### Instruction
In the article about the film Far Cry, who is named as the film's director?

### Reading text
---

Far Cry is a 2008 English-language German action film loosely adapted from the video game of the same name. The film is directed by Uwe Boll and stars Til Schweiger. It was a major box-office bomb and received negative reviews.

Plot
In a remote jungle at nighttime, a mercenary squad is shown tracking down several escaped test subjects, only to be slaughtered by a lone mutant. Their employer, Dr. Krieger, is informed about the event and is asked to stop his research, Krieger refusing to do so. The film then skips to Valerie Cardinal, an American journalist who is secretly receiving information about the events and the truth about Krieger's research by an informant. She agrees to meet with him in person on a remote South Asian island to receive the rest.

To get to the island, Valerie hires skipper Jack Carver, a retired special forces operative, to take her to the island. During the trip, she reveals to Jack that her informant is her uncle, Max, who she claims served with Jack; Jack denies having ever known him. Jack's boat reaches the island. However, it turns out that Krieger's mercenaries caught Max and forced him to reveal the meeting location. Valerie is captured and the boat is destroyed, though Jack manages to escape. Jack steals a gun from a nearby guard after knocking him out and rescues Valerie. He insists that they leave the island, though Valerie refuses to leave without Max.

---

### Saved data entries
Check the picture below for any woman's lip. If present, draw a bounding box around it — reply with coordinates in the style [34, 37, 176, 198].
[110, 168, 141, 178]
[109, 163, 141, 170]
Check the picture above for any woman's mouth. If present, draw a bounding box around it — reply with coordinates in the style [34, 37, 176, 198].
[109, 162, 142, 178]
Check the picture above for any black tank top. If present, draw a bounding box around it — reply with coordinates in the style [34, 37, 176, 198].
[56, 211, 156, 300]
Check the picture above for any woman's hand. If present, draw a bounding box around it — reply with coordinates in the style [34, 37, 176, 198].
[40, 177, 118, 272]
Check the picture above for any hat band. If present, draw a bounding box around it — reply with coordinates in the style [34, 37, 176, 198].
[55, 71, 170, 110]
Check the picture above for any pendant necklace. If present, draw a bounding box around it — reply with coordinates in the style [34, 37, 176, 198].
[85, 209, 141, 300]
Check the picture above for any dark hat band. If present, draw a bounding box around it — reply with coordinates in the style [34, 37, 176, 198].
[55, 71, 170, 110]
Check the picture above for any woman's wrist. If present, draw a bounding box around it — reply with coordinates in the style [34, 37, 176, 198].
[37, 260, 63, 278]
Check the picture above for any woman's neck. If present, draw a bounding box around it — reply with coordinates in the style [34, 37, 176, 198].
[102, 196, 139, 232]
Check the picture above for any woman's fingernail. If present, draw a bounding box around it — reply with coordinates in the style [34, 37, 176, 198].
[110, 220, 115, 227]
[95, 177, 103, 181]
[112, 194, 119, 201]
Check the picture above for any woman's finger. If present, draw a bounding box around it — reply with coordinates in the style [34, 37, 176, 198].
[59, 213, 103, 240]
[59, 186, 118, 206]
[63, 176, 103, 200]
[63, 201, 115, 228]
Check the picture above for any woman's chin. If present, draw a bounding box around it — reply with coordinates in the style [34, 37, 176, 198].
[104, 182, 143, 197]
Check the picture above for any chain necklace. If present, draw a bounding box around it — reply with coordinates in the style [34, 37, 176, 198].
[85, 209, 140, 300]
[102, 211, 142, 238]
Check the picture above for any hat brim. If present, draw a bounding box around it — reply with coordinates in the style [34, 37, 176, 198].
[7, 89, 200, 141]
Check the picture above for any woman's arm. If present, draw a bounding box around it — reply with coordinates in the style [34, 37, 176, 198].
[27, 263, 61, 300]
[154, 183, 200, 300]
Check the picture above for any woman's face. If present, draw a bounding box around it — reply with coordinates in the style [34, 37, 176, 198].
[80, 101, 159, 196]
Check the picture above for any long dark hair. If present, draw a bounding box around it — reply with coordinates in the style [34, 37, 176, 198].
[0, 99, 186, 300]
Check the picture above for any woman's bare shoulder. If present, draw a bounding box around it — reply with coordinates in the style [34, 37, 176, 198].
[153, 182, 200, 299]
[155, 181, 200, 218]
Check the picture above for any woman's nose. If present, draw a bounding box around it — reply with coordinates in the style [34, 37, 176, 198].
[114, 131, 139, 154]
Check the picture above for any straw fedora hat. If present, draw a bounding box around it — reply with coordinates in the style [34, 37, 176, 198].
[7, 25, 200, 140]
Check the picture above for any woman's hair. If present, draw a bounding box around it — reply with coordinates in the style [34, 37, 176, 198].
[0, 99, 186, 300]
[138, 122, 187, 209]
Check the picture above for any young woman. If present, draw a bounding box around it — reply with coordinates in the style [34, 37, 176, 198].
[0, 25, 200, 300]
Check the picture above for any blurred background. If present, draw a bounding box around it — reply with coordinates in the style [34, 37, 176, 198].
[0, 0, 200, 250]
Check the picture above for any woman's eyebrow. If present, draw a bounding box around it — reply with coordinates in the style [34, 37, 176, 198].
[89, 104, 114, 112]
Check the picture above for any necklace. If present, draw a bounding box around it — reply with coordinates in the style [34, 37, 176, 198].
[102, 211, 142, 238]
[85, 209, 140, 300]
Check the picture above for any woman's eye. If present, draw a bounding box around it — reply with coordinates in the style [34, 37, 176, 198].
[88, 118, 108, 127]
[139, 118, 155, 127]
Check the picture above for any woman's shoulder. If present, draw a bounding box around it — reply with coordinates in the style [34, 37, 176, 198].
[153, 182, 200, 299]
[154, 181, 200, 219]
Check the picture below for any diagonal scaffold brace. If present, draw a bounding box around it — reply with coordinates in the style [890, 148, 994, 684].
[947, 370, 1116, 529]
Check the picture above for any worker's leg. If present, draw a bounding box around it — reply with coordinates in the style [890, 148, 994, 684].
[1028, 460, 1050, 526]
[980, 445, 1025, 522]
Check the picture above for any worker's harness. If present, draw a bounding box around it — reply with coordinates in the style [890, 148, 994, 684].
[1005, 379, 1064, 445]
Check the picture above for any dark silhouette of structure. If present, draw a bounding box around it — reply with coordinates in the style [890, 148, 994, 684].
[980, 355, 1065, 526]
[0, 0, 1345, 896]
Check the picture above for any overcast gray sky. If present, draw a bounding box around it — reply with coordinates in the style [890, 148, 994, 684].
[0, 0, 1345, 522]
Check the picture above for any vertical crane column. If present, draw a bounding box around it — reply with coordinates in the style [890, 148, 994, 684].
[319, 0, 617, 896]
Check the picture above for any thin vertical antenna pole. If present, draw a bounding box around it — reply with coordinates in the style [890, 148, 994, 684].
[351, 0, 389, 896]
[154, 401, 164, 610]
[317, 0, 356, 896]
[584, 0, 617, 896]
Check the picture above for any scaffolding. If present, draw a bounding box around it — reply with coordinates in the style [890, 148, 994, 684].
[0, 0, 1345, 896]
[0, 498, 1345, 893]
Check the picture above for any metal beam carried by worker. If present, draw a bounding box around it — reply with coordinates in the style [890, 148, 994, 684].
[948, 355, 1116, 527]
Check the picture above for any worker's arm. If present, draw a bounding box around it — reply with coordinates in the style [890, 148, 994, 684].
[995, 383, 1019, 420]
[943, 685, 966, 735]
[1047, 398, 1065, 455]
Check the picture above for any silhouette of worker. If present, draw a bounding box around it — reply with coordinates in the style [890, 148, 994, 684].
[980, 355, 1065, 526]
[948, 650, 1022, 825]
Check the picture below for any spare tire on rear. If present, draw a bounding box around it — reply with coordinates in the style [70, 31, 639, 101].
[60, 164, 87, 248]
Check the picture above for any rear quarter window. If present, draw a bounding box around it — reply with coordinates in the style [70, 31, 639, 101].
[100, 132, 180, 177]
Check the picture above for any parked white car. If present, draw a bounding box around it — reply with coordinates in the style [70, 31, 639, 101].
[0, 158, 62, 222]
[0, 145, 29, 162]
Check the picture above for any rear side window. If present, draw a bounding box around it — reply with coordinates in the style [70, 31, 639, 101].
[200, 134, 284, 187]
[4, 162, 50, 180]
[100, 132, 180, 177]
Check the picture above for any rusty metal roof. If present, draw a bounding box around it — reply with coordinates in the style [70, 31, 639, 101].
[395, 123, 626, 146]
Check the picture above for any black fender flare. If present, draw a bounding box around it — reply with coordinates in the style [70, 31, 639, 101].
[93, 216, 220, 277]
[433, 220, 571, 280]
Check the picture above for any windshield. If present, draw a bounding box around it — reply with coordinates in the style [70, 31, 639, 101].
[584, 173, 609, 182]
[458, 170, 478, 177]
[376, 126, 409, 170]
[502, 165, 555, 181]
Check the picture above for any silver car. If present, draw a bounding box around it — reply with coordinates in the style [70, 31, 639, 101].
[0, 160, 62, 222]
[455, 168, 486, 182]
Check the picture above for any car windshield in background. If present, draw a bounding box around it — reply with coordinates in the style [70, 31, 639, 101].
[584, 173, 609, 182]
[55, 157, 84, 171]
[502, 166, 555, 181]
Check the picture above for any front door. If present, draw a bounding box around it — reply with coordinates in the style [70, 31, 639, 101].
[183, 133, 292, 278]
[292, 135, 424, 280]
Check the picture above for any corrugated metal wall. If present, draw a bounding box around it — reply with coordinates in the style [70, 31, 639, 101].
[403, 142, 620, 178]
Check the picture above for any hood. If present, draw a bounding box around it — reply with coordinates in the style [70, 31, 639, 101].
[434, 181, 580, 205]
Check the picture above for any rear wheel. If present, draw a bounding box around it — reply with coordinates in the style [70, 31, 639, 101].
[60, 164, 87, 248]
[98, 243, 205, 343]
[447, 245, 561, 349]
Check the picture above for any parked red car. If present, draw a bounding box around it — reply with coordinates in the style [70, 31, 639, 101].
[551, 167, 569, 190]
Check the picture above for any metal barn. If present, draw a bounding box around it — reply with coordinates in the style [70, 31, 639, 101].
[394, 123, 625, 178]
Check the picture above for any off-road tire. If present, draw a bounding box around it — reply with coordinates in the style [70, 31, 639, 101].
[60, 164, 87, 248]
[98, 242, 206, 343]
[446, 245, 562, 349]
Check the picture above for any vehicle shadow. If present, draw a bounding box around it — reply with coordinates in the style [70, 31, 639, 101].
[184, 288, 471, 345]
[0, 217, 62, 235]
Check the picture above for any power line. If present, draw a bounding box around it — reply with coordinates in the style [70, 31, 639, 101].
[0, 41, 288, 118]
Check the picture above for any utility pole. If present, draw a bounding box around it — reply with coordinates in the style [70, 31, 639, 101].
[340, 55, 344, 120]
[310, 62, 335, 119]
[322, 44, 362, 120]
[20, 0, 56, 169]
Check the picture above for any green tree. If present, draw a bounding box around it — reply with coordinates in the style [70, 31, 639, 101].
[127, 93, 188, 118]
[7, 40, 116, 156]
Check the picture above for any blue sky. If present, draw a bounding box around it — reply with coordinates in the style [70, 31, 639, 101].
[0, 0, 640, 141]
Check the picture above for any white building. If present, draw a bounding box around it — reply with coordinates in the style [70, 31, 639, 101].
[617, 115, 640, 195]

---

### Response to this exercise
Uwe Boll